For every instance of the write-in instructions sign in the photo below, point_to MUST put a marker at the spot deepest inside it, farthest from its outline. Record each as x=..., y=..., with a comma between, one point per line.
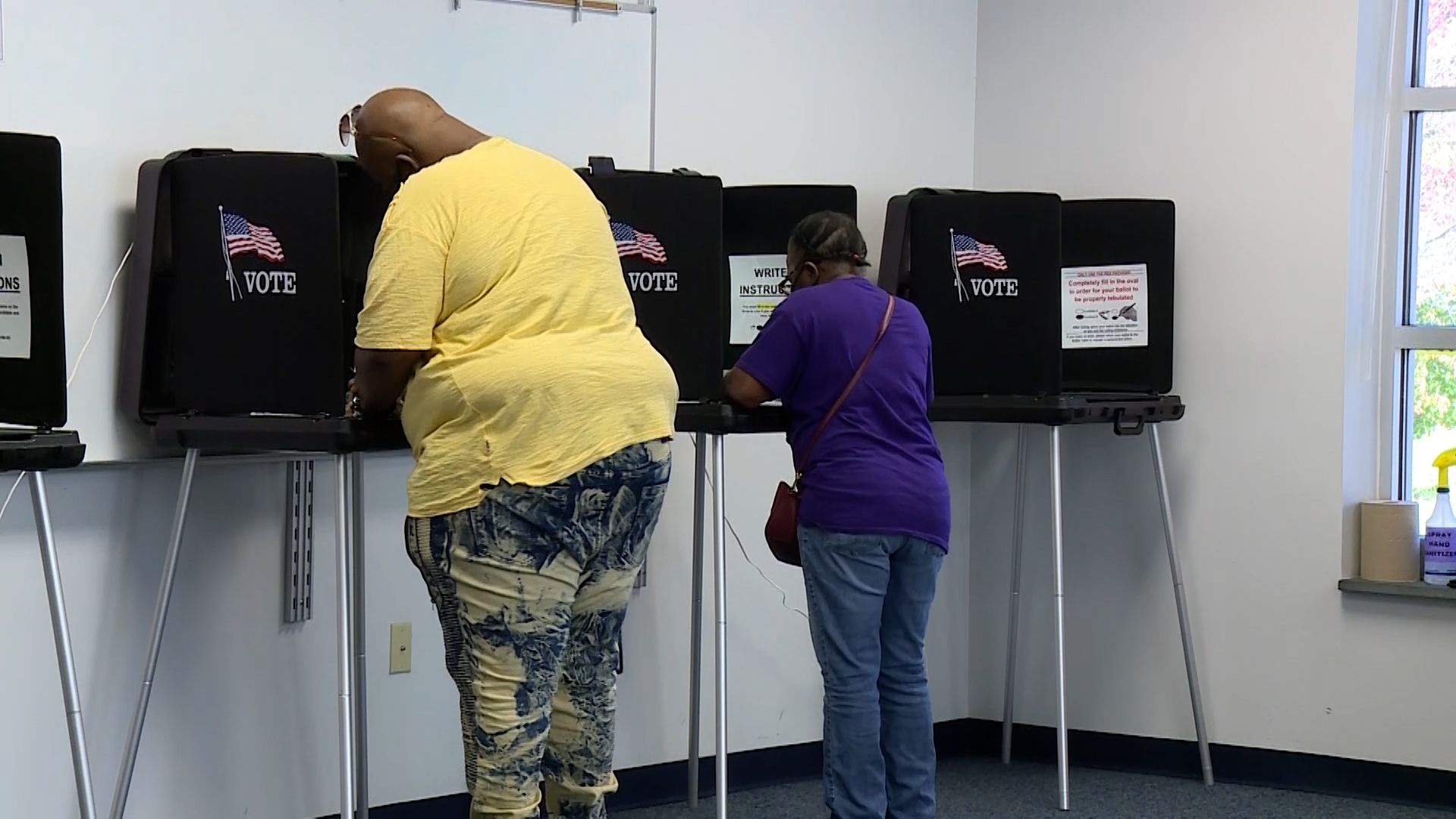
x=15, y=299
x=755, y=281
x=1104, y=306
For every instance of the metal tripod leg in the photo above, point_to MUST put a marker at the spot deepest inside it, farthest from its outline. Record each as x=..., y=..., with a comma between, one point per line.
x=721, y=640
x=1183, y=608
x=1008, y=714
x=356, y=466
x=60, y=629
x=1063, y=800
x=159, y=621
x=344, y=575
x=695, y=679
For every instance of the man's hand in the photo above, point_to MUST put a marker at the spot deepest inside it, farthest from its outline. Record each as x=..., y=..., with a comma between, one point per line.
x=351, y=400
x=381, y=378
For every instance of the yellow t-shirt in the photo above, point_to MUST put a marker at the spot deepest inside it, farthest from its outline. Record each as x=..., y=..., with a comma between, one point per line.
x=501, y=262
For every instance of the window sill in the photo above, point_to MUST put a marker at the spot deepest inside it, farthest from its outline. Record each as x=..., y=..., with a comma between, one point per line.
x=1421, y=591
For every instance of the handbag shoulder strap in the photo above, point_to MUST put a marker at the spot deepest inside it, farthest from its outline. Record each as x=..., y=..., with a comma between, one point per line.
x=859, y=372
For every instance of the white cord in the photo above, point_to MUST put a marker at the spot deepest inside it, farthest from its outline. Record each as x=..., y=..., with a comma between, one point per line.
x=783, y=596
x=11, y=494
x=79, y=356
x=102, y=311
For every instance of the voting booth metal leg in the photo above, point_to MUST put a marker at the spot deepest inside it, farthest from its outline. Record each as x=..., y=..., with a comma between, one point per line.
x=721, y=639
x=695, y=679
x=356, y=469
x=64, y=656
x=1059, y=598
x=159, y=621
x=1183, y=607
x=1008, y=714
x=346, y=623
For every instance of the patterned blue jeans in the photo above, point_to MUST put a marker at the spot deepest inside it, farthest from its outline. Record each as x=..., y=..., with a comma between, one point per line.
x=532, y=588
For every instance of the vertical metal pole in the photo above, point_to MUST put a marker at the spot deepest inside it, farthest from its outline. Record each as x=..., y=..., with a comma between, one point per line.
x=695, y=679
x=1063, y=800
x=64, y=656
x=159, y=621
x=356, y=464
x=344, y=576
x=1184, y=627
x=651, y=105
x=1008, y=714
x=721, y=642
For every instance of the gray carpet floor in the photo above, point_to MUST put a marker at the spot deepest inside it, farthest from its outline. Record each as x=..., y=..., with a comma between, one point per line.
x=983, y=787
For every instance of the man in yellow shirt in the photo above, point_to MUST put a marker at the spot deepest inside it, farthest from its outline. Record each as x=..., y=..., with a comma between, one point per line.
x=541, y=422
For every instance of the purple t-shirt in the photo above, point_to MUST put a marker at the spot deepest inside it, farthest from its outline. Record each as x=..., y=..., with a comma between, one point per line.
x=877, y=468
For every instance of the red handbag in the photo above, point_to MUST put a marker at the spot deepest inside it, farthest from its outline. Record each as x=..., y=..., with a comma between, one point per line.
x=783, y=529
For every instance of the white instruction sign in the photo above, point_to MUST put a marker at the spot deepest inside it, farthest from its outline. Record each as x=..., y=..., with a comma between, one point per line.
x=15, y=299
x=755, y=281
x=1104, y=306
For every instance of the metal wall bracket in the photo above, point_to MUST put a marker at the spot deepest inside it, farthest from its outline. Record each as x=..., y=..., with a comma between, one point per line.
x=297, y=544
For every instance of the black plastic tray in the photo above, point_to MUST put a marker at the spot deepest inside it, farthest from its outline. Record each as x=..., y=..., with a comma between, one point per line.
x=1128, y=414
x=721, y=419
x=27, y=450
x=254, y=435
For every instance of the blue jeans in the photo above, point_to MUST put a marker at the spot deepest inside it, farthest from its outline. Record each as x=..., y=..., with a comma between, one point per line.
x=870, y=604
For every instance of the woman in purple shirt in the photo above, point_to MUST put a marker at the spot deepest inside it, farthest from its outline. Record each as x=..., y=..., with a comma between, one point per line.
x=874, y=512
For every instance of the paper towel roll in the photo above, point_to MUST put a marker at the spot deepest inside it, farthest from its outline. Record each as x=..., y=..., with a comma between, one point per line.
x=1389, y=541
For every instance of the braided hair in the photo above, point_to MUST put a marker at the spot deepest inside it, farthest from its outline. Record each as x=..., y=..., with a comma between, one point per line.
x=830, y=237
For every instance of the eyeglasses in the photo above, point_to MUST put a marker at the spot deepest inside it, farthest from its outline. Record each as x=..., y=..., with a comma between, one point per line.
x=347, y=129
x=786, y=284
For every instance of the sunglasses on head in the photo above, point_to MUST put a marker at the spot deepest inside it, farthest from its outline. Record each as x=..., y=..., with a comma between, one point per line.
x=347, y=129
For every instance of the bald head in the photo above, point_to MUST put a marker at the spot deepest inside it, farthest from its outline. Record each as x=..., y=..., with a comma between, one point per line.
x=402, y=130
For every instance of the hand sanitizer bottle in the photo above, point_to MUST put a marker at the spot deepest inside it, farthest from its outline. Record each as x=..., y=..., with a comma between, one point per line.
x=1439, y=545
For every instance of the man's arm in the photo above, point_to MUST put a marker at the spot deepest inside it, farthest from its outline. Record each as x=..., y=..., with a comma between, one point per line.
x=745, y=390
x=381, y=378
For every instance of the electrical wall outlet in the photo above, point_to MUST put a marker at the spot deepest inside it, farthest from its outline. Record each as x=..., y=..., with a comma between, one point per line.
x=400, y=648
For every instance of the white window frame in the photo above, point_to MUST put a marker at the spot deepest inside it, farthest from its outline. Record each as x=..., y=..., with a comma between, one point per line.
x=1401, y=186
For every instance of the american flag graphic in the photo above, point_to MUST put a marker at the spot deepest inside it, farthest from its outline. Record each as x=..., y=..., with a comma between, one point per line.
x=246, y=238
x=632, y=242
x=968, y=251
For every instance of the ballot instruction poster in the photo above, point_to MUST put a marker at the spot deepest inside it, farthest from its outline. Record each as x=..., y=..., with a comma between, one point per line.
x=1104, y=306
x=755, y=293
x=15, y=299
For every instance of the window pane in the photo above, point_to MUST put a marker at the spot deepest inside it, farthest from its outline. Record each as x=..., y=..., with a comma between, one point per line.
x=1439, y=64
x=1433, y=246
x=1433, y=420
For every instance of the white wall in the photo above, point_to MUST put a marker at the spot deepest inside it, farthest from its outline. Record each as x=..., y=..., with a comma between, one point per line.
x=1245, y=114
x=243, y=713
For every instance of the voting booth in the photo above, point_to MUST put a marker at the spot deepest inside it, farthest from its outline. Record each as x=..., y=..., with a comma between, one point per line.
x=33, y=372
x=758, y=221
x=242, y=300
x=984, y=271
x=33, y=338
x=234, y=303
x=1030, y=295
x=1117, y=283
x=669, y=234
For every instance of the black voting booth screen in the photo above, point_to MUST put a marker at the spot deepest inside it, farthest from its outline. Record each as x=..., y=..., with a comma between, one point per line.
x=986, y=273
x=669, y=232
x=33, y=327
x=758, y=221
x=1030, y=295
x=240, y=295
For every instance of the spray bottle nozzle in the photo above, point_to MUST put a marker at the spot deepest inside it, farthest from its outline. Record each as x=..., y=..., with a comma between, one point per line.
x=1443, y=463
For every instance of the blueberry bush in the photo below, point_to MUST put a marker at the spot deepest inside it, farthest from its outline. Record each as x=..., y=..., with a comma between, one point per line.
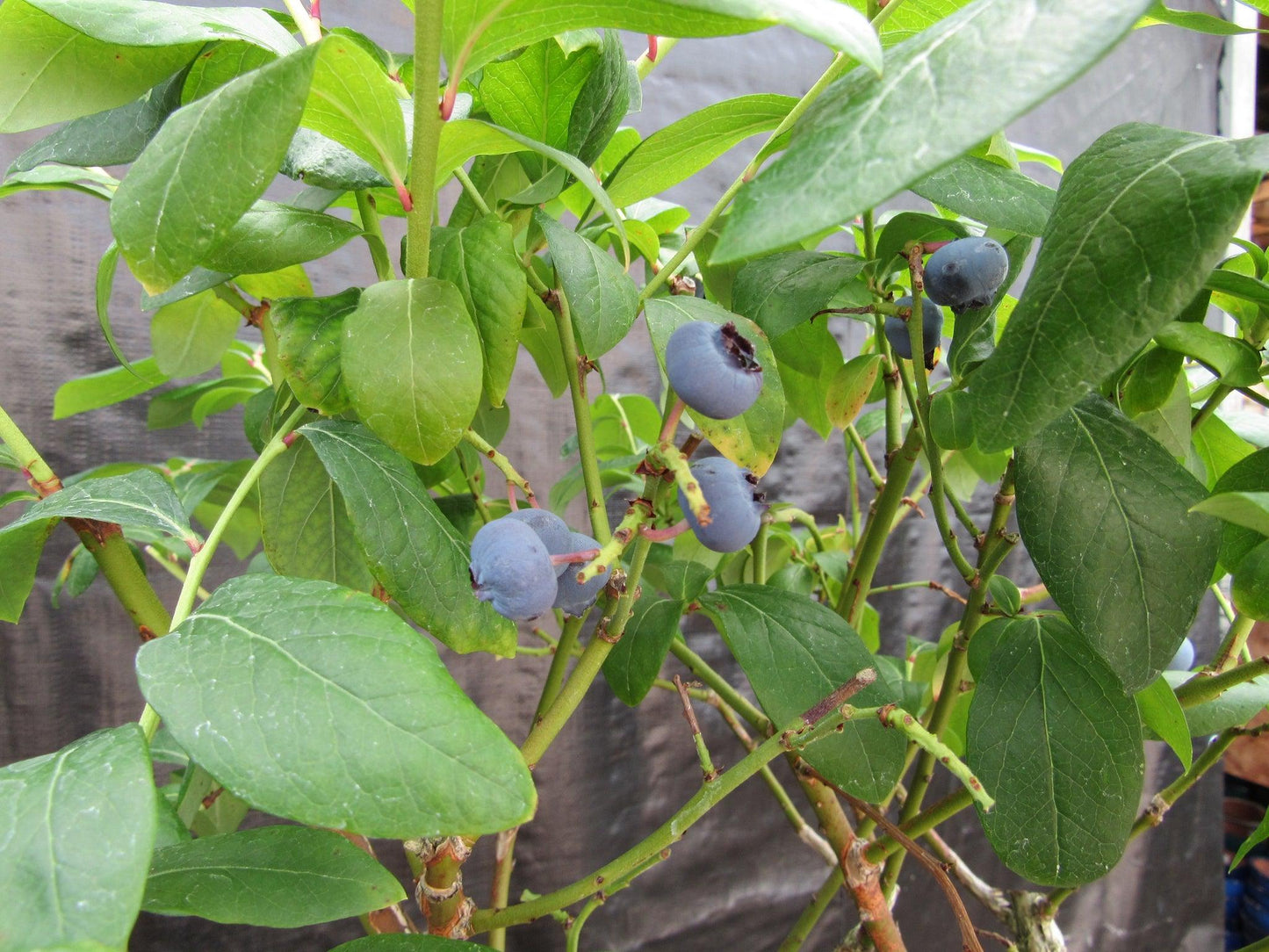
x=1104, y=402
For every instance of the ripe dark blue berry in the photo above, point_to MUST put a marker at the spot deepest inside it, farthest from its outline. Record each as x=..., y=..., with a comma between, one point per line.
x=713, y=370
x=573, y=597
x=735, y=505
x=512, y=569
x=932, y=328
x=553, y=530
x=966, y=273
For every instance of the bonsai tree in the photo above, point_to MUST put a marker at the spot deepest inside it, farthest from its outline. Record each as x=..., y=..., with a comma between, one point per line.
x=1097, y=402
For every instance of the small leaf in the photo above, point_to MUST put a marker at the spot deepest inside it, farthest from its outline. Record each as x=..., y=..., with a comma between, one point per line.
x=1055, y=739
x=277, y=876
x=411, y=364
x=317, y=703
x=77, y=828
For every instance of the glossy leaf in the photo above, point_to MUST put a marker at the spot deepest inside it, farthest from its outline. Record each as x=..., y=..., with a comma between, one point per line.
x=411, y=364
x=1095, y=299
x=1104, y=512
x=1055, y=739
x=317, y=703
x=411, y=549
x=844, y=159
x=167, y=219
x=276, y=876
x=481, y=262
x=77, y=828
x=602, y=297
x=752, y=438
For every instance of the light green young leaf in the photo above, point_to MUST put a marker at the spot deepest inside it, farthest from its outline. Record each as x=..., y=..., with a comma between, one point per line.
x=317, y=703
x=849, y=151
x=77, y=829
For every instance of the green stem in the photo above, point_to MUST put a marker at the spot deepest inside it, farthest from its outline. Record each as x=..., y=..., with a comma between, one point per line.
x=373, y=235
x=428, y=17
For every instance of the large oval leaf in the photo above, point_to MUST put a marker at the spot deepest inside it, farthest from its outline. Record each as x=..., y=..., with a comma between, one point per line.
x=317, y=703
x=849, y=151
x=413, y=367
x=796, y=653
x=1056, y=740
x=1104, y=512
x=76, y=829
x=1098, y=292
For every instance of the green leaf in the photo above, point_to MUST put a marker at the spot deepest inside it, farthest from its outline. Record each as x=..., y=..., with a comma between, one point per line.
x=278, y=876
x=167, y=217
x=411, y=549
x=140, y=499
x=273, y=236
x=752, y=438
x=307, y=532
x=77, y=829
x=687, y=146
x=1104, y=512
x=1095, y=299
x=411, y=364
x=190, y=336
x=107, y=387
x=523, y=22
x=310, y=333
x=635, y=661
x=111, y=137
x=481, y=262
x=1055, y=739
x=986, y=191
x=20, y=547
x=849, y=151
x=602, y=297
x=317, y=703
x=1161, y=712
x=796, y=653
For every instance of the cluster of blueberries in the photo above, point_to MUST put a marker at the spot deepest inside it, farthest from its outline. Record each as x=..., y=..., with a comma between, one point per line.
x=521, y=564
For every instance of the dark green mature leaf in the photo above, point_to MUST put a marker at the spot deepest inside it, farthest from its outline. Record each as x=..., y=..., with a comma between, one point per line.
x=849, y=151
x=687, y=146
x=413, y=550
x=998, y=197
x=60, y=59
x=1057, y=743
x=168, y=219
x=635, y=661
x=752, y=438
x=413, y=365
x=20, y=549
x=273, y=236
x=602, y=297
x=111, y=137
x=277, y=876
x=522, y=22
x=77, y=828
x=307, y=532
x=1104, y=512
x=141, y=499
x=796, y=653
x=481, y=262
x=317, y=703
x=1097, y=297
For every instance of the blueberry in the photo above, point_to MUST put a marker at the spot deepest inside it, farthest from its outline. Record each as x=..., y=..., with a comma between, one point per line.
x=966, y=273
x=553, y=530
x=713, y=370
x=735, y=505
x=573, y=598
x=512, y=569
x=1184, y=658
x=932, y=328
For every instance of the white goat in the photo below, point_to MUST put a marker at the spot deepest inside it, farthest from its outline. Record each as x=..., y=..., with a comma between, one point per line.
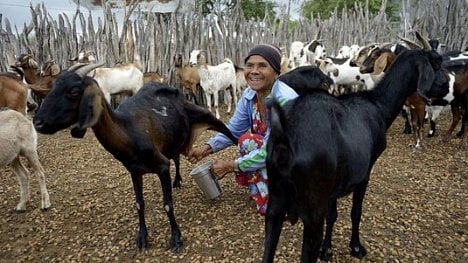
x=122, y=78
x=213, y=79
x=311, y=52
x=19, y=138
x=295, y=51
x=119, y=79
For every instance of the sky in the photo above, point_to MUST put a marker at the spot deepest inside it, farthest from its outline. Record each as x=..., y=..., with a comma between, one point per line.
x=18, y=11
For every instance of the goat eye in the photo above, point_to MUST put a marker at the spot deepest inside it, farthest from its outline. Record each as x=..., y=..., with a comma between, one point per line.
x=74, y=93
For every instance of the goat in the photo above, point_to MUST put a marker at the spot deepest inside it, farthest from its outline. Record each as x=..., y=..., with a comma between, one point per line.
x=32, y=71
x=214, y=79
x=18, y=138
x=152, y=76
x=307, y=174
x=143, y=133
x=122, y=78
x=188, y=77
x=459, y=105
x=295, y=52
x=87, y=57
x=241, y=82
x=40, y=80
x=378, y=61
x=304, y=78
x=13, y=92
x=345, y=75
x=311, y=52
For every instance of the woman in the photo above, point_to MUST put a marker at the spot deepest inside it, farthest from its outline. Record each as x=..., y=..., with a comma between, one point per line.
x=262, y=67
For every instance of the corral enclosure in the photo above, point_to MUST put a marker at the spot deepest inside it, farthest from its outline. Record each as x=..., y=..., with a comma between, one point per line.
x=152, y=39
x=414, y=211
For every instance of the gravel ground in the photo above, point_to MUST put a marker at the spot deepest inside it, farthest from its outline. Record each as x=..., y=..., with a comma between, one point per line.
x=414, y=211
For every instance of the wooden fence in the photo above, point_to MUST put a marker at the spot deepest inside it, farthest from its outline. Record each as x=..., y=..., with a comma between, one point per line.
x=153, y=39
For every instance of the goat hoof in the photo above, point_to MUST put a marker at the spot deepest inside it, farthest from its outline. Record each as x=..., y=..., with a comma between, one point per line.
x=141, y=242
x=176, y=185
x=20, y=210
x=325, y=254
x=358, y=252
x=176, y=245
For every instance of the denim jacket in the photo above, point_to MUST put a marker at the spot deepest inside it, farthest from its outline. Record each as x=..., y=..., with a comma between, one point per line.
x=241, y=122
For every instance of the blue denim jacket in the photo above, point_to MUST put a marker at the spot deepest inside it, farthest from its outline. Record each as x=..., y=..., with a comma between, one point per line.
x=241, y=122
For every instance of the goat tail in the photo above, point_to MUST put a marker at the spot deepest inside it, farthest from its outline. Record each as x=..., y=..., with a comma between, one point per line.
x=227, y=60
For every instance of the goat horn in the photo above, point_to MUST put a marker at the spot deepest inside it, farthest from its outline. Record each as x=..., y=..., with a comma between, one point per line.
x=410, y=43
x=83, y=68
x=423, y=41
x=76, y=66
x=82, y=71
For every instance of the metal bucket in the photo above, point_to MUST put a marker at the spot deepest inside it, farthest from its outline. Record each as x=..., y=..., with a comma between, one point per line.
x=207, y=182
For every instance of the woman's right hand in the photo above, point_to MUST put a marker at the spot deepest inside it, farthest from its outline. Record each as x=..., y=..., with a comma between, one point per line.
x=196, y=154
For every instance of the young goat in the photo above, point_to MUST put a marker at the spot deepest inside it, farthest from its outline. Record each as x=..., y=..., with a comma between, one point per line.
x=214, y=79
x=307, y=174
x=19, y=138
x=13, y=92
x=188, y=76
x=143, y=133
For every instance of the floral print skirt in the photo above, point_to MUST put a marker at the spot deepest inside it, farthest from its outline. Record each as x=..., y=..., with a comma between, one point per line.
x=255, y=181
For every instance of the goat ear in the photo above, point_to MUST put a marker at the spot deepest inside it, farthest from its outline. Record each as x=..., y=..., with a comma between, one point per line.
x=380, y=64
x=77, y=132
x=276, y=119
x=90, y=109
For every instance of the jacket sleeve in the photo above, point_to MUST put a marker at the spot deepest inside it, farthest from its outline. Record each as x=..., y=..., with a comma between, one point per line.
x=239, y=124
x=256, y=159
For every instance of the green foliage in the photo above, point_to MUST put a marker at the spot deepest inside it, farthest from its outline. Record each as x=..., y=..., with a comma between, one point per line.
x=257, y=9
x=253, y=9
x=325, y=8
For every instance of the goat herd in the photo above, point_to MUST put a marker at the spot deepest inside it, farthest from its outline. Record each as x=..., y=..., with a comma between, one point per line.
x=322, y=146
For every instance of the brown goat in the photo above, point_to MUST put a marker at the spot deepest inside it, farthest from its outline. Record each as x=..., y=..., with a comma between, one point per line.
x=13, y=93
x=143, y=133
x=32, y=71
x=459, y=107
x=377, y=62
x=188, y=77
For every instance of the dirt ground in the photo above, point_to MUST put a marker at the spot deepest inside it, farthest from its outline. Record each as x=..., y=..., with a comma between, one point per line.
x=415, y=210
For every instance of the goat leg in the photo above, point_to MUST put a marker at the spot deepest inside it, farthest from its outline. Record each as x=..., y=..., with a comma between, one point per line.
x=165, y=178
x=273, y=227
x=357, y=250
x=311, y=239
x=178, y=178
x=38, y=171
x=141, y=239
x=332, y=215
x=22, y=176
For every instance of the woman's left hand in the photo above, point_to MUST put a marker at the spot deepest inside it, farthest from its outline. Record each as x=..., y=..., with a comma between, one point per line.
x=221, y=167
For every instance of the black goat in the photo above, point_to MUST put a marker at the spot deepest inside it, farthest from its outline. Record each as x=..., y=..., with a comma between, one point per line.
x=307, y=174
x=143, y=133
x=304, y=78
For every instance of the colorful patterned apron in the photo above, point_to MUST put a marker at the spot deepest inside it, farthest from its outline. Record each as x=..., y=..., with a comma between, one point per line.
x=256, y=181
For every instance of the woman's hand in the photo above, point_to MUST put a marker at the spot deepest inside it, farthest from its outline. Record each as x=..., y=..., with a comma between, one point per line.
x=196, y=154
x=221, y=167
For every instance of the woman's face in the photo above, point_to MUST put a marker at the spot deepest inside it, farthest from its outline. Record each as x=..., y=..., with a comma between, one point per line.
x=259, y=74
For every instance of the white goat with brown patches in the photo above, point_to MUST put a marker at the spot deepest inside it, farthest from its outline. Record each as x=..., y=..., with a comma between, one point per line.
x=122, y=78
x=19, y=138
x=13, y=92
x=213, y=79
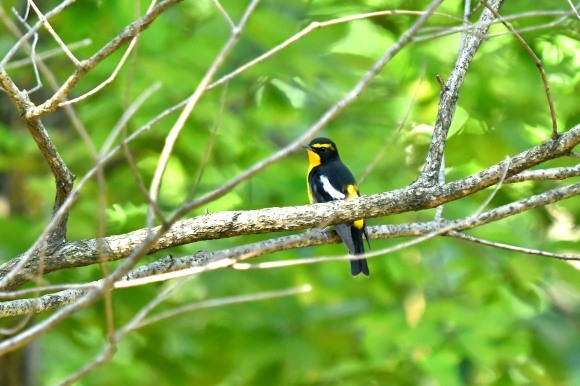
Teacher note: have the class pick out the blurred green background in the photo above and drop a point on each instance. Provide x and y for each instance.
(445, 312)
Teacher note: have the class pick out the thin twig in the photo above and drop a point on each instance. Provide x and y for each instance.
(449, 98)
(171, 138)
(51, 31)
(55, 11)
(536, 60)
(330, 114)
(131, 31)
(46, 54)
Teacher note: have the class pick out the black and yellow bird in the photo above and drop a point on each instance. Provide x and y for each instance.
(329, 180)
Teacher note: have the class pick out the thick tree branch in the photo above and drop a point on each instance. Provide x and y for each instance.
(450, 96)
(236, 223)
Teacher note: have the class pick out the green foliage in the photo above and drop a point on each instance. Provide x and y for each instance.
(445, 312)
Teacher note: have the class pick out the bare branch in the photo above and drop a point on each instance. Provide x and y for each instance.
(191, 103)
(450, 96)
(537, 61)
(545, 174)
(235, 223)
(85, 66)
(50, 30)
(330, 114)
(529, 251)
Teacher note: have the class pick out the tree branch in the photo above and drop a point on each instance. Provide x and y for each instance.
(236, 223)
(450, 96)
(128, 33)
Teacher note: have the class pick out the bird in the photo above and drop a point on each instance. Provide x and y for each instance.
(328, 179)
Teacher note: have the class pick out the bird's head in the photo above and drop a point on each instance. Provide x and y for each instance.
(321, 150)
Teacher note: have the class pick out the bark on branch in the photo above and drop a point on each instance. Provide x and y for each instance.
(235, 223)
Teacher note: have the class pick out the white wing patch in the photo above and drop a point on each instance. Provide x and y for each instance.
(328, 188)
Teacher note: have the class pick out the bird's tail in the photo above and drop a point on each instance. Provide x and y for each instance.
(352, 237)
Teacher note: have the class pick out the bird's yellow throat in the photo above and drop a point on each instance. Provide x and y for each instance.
━━━━
Starting at the line that contains "Teacher note: have the class pick out the bark", repeat each line exactly through the last one in the listing. Include both of those lines and nothing more.

Task answer:
Teacher note: have the class pick out the bark on branch in the photo above and drop a point on each instance. Provide x and y for each instance.
(235, 223)
Teacher note: have the class pick out the white wing patch in the photo above and drop a point on each instance. Provide x and y for each instance.
(328, 188)
Teacher note: have the class pick out the bird's tail in the photo above and drop a point on each instance. Provide x and y for each instance.
(352, 237)
Teacher note: have the class pick out the bird's yellow throat in the photo above and drop a point on each instance. Provide x and y for each instance.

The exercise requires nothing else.